How many lines in the records contain the word "white"? Treat uppercase and lowercase as different, and reply with only the number.

Dataset rows on where objects appear:
----

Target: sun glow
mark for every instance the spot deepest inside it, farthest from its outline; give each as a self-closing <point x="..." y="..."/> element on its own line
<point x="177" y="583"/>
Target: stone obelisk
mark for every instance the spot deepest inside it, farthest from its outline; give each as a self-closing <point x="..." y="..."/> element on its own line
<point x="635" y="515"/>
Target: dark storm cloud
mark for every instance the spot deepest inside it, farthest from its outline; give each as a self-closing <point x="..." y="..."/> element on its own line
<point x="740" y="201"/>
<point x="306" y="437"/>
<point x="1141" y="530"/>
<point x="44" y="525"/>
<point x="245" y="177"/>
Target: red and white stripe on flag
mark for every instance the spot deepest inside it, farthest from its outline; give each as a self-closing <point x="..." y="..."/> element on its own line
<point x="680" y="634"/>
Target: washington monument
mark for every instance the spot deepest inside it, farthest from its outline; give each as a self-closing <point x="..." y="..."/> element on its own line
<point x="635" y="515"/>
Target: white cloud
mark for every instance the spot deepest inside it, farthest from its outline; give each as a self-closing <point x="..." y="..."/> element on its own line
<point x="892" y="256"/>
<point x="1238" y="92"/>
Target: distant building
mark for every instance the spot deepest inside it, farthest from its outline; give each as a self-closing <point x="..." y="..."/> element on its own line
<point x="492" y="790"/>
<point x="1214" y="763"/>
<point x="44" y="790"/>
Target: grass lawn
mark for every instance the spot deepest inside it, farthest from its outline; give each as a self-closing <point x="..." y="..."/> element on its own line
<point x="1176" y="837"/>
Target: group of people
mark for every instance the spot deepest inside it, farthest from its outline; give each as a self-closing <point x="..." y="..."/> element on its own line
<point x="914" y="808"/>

----

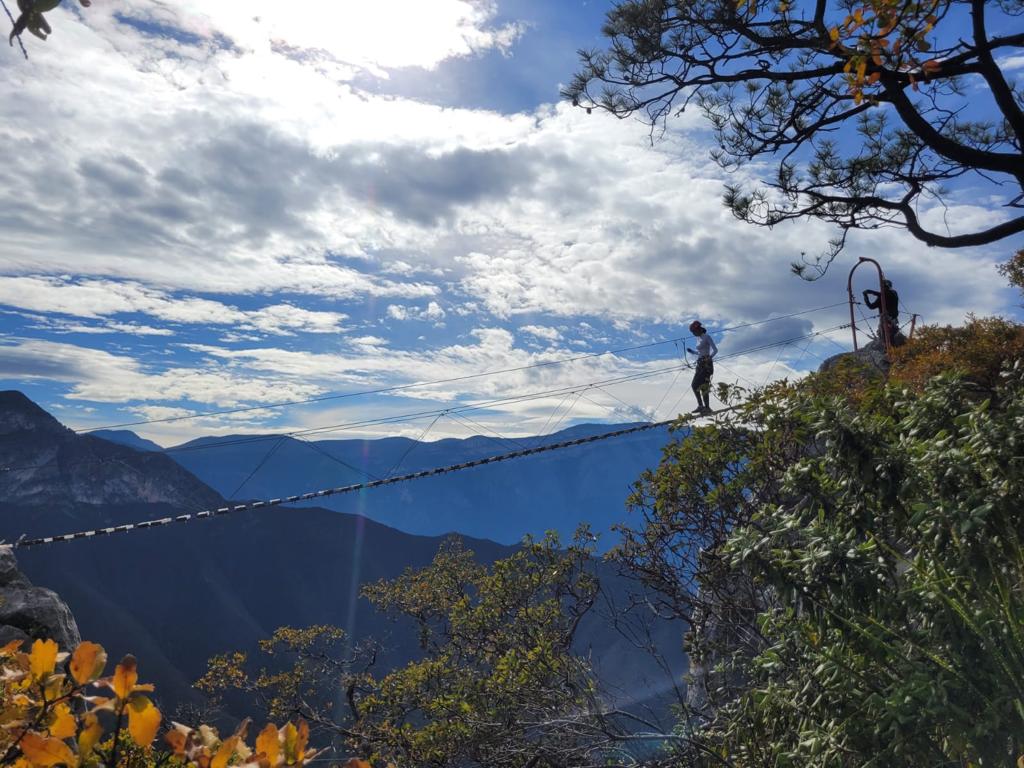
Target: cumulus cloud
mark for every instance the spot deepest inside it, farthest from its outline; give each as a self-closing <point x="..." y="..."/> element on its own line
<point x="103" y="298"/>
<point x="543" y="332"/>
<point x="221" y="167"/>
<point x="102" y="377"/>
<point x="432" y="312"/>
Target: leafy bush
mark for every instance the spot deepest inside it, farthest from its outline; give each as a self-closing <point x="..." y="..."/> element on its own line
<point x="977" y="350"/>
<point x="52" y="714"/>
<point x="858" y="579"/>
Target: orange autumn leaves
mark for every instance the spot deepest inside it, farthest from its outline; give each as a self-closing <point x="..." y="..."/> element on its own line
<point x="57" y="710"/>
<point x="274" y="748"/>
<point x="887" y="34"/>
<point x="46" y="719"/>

----

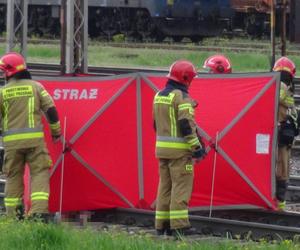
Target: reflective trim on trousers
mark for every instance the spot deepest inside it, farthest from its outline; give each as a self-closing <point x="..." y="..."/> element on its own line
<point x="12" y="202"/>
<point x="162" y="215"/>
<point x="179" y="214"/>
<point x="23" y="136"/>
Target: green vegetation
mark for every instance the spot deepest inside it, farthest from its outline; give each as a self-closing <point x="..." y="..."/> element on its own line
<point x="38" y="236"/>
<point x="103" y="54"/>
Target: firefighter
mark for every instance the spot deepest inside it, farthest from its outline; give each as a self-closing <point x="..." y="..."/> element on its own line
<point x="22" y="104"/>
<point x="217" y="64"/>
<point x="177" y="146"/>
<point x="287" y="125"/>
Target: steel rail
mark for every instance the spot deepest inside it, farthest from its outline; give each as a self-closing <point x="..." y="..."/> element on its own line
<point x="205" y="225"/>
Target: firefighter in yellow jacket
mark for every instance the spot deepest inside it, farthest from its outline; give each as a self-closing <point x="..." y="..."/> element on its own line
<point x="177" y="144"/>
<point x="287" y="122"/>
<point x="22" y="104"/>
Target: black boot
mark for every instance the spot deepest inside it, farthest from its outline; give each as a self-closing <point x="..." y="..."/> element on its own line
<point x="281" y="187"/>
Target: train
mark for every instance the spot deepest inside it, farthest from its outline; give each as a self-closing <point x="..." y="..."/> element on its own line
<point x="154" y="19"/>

----

■ Exercise solution: 2